*Task statement*
Copy out every line of the data below that contains the string "hillside".

━━━━━ Exercise input

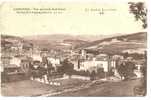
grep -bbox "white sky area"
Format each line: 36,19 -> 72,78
0,0 -> 146,36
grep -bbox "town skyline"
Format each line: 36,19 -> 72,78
0,2 -> 146,36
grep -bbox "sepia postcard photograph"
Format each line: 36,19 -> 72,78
0,0 -> 148,97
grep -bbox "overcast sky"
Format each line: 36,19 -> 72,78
0,2 -> 144,36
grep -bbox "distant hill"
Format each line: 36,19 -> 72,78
77,32 -> 147,54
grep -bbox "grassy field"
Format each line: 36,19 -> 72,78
1,79 -> 88,96
56,79 -> 144,97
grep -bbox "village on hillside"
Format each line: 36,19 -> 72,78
1,32 -> 146,96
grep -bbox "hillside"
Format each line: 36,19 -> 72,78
77,32 -> 147,54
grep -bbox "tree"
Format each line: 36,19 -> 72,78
117,61 -> 135,80
59,59 -> 74,76
128,2 -> 147,28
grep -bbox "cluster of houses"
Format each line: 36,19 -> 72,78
0,38 -> 146,82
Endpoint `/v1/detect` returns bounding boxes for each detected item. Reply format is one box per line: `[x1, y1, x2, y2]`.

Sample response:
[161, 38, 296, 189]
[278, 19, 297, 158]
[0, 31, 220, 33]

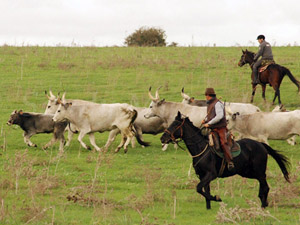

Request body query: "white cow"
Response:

━━━━━━━━━━

*Task response*
grep -bbox "village on hillside"
grep -bbox "hillside"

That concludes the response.